** begin Materials provided **
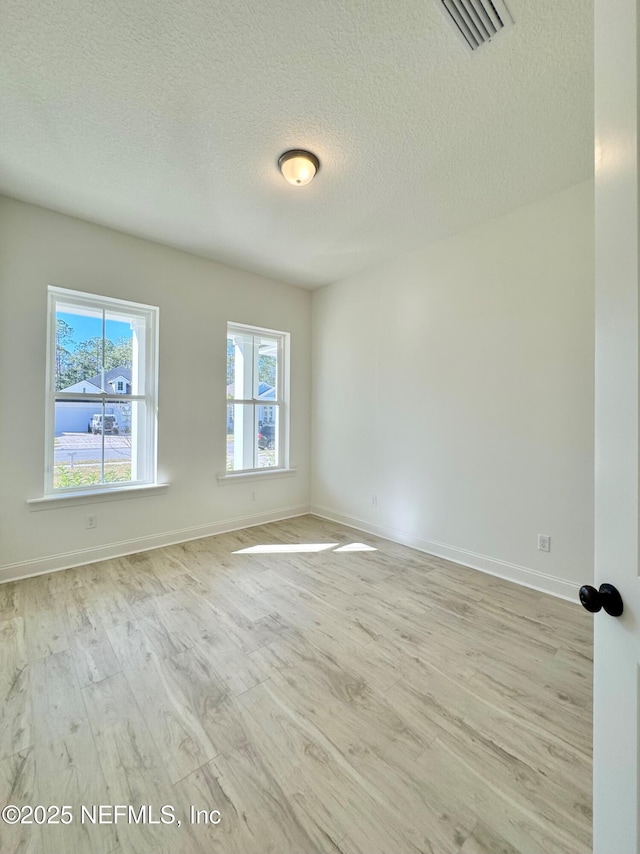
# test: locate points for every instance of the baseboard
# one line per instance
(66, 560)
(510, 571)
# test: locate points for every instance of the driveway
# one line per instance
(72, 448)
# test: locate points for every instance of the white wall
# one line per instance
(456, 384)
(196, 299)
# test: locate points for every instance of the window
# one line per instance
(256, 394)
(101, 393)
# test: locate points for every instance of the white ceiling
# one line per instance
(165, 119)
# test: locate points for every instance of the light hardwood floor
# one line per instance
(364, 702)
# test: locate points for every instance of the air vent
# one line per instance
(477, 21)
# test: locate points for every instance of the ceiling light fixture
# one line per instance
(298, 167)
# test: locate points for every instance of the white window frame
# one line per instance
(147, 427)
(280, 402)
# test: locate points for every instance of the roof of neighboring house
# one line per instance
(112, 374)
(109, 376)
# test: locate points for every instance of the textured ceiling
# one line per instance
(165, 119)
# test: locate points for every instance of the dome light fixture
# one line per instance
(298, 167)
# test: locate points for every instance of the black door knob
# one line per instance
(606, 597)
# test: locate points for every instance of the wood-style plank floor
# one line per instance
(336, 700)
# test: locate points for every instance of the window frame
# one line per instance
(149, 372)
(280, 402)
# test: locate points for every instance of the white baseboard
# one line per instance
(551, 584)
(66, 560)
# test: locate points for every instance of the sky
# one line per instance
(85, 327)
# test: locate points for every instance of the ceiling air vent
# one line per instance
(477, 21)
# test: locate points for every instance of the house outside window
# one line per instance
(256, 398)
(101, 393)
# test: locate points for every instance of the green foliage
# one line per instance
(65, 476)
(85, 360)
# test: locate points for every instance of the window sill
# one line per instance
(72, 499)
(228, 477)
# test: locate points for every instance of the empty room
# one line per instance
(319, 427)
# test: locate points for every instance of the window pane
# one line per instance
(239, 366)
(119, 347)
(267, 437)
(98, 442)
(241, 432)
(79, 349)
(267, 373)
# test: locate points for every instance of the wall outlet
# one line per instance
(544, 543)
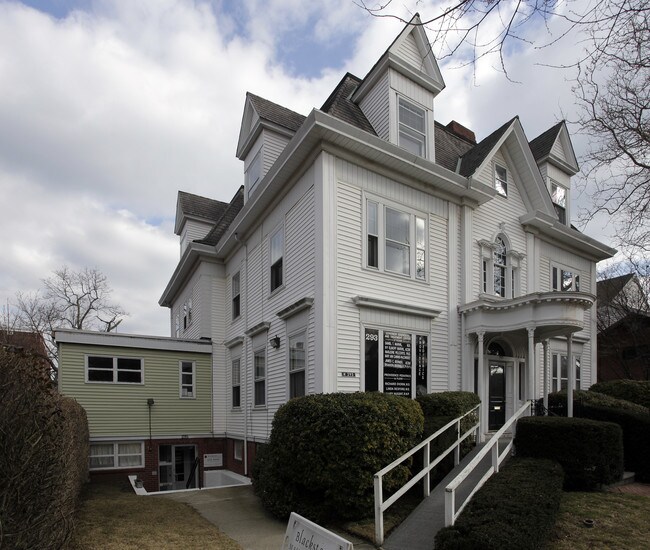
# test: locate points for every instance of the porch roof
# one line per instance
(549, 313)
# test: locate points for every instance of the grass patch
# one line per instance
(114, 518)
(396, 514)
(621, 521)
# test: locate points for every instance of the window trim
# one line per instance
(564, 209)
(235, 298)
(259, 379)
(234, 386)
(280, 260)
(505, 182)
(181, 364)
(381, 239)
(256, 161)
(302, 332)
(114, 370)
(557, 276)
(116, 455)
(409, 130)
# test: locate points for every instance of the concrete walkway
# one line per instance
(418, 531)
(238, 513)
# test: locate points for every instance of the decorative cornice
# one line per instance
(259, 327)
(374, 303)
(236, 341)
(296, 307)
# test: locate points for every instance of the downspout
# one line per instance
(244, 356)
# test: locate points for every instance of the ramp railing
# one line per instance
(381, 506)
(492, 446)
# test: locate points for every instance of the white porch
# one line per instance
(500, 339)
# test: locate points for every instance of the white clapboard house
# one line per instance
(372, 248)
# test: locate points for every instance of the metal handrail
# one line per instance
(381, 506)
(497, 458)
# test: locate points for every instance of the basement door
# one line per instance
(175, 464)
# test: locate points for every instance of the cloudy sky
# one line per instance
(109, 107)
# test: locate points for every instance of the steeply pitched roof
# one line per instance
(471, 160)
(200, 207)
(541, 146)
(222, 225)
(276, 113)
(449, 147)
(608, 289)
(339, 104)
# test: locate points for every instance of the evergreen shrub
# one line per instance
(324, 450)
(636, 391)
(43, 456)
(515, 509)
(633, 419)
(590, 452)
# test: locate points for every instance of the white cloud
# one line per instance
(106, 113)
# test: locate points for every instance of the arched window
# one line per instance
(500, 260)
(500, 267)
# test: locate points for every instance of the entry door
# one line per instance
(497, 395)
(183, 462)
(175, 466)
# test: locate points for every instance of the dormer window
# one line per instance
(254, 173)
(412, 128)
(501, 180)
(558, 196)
** end Materials provided **
** begin Materials provided **
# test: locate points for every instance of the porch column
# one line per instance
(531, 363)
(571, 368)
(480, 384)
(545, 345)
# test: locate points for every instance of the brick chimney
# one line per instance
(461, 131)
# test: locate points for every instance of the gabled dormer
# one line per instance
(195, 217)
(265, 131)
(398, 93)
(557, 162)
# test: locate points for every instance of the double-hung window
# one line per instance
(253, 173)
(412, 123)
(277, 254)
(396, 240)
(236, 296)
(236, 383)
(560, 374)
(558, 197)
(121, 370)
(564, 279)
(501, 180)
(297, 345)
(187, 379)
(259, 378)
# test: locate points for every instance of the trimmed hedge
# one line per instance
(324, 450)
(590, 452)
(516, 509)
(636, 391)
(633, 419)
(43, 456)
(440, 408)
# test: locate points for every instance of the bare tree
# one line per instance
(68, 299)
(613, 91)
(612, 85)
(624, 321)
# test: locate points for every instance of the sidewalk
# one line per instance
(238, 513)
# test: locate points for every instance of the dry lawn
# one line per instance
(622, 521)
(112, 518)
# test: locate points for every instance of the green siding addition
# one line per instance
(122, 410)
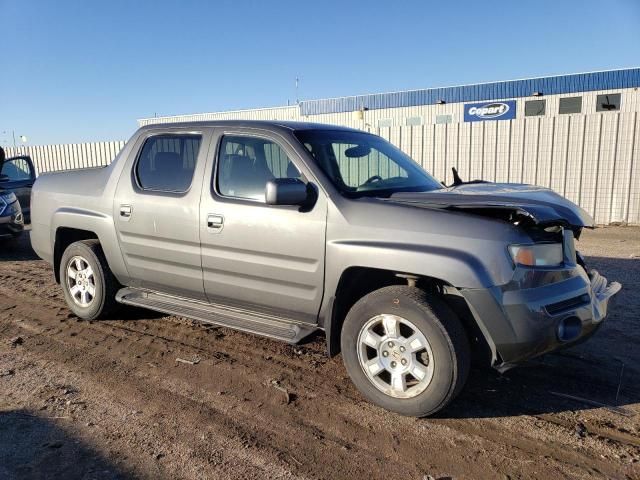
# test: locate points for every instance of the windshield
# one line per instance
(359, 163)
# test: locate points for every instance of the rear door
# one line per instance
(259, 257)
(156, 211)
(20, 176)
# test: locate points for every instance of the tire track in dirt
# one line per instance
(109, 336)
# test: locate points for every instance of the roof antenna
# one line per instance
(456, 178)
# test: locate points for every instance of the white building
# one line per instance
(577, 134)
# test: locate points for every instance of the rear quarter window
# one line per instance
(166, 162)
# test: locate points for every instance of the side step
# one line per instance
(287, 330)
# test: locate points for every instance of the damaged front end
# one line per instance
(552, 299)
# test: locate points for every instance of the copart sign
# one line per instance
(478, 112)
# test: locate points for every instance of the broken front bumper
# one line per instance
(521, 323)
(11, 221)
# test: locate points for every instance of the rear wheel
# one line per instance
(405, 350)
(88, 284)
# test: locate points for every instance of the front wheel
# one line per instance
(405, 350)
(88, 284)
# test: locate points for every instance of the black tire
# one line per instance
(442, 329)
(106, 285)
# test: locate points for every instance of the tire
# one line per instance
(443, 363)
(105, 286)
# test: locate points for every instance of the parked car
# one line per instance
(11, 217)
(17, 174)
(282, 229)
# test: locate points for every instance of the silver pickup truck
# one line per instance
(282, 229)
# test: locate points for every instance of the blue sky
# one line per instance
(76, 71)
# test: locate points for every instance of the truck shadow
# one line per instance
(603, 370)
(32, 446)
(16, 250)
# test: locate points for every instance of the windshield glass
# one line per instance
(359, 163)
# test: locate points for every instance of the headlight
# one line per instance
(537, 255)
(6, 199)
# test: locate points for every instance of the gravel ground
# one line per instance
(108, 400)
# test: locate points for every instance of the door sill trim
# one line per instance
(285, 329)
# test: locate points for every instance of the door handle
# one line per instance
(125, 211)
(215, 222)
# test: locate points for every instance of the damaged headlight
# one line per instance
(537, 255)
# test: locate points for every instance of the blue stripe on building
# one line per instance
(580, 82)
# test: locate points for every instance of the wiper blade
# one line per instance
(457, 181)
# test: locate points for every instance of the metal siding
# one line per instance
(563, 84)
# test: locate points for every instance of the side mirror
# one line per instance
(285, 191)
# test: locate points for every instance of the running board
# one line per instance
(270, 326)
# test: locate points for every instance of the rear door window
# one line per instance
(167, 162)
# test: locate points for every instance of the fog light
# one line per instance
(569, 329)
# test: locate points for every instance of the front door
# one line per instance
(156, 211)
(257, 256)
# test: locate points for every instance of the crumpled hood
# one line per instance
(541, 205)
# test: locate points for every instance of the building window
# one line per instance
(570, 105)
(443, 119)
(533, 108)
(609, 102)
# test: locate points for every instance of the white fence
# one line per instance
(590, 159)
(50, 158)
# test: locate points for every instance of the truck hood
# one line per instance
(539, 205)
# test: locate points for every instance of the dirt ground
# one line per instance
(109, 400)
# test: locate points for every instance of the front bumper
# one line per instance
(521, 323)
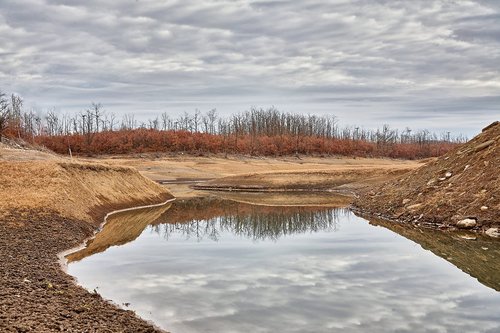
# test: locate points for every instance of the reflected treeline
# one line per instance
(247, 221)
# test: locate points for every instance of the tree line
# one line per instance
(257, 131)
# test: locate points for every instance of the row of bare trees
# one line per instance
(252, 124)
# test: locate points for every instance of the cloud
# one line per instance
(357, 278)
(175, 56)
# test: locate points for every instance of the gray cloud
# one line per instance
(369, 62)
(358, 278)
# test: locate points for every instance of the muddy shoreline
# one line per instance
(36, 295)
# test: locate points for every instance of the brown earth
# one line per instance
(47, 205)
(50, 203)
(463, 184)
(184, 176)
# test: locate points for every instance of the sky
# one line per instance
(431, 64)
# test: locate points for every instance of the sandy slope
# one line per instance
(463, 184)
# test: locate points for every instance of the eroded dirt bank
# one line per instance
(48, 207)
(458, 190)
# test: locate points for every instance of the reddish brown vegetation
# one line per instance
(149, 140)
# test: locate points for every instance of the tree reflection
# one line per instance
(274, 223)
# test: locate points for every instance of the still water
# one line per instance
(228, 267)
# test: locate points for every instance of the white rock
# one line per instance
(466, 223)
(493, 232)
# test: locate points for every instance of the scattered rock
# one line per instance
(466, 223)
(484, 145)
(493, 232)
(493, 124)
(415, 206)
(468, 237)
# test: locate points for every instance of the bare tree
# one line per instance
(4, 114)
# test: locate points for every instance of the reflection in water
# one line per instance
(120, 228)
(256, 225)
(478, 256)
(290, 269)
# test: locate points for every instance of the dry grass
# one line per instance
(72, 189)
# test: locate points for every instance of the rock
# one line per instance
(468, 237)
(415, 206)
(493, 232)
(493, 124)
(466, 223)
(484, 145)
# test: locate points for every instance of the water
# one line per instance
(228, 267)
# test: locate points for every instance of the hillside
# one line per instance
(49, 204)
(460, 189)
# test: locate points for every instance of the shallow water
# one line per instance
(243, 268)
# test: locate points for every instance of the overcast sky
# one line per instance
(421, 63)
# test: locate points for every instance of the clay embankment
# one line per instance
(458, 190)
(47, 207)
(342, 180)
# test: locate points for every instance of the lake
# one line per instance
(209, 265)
** end Materials provided **
Extract every line of the entries above that contains the word "baseboard".

# test: locate points for every instance of the baseboard
# test: locate points for every instance of the white baseboard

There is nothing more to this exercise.